- Set exercise
Rewrite the part of the records that opens with the line containing "If you could mark the roof" and closes with the line containing "If you could mark the tall", offsetting every coordinate value in the answers by 115 and keeping the requests as they are. Give only those lines.

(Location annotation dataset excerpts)
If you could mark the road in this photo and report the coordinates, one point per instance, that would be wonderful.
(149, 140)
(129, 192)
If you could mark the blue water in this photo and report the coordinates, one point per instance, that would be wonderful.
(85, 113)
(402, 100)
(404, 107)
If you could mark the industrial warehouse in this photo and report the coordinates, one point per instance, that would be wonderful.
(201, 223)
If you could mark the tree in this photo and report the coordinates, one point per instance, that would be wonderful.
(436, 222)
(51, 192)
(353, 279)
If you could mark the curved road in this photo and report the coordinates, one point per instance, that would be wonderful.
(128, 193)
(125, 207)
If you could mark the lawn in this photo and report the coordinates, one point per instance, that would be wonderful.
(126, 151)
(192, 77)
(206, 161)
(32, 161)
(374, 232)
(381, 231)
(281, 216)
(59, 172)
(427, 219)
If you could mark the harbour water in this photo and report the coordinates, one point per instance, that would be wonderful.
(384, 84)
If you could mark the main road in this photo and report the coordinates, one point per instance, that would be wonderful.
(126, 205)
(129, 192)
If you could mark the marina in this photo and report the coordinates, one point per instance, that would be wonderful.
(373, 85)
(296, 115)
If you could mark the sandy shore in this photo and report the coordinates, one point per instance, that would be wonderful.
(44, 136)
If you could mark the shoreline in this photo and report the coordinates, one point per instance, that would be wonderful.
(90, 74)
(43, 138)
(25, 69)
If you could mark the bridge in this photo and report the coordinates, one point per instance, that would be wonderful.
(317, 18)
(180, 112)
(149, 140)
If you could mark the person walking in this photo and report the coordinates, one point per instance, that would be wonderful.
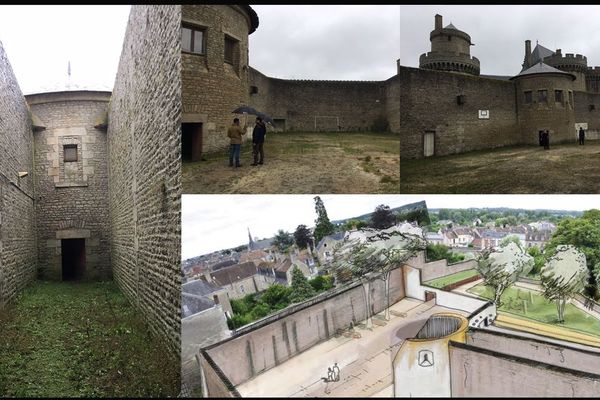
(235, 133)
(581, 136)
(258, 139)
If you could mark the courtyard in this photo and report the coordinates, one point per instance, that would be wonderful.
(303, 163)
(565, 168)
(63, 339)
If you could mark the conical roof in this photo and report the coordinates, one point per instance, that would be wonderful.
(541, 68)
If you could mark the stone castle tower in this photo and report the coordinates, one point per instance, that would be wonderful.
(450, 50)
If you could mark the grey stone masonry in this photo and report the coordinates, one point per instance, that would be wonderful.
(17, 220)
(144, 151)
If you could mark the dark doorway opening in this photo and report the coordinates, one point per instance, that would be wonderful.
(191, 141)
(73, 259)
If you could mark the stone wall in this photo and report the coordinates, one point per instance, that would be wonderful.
---
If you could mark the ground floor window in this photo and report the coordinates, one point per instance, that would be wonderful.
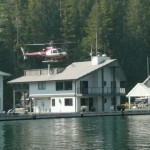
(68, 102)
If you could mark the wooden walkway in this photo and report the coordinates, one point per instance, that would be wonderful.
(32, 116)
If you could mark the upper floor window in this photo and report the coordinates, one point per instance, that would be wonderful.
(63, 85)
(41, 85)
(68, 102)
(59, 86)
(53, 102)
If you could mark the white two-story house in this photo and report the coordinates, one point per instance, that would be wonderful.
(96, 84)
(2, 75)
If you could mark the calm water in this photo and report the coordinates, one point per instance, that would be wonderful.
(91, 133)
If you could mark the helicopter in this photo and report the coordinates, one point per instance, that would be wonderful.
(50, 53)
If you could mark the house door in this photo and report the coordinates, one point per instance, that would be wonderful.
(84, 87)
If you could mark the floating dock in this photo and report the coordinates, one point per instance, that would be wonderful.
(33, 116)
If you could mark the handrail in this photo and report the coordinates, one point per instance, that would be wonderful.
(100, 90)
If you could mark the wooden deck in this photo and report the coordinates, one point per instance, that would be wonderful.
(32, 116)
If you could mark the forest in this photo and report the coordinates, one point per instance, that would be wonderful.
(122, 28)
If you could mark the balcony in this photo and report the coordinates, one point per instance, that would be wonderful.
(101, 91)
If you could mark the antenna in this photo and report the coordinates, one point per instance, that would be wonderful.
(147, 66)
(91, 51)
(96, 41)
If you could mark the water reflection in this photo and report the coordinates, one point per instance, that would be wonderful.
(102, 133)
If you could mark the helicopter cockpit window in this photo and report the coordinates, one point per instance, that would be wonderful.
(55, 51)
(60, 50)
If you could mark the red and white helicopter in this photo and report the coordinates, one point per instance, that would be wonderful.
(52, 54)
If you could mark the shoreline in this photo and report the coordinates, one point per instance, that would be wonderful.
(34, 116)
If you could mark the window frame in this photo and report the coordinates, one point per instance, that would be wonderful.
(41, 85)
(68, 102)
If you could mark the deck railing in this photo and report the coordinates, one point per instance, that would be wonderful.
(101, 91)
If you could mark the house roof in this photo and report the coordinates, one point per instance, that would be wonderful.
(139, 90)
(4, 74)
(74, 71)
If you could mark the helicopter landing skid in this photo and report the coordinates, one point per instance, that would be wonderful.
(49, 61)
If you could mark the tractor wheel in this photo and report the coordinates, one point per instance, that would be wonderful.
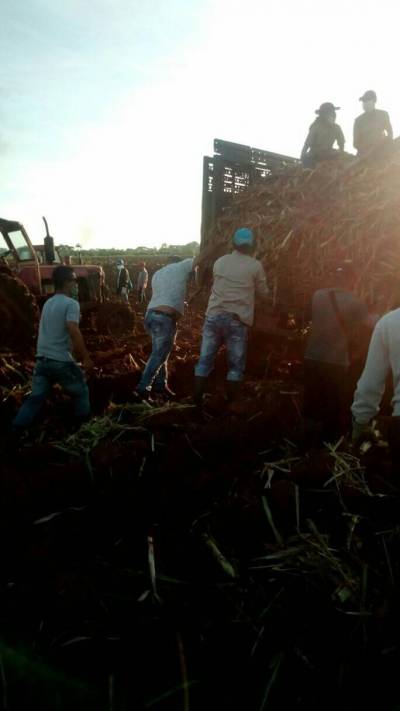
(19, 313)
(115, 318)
---
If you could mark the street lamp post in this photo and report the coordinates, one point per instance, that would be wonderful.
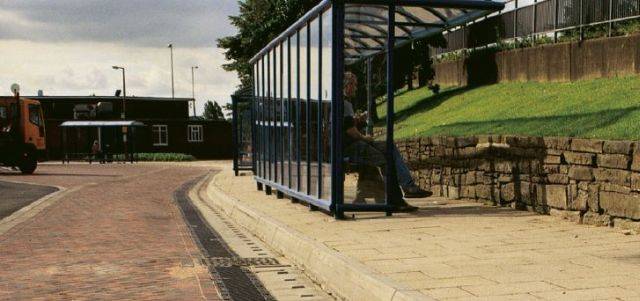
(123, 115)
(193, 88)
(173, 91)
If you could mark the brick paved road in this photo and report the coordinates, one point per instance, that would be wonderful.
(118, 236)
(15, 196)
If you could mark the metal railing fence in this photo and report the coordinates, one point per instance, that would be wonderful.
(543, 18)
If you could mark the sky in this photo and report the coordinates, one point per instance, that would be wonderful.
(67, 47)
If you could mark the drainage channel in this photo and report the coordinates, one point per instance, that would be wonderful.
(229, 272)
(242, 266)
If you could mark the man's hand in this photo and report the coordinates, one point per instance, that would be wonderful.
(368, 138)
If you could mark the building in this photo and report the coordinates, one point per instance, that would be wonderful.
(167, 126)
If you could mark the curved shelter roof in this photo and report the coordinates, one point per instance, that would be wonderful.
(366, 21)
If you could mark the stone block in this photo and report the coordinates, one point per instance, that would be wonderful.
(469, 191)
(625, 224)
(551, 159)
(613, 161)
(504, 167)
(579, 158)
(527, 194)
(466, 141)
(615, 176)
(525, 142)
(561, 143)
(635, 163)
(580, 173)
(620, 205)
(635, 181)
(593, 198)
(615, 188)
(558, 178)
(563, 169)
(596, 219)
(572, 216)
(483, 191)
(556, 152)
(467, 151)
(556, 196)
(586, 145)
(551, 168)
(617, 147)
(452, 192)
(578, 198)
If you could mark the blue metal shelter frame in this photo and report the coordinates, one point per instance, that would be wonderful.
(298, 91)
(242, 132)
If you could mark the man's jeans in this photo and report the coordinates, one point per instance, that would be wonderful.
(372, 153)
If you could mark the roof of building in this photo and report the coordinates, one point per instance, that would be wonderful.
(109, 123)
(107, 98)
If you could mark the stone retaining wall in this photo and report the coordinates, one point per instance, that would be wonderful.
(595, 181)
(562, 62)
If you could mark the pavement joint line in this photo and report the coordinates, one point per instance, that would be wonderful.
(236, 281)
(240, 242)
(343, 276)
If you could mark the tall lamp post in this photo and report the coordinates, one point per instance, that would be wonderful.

- Response below
If you could mark the roof of building in this photo and report the coordinates, one point per instance, that would be wonderful.
(224, 238)
(222, 213)
If you could mark the stone retaining wall in this photo and report the coordinates, one point per instance, that would be wonderful.
(710, 296)
(677, 177)
If you could mark the pavement joint line in this photo and report the coordinates, one point per instance, that would be wonderful.
(351, 396)
(355, 357)
(458, 391)
If you could mark the tall lamp post in this photo and report the coordinates, one point per instance, that would be wonderful.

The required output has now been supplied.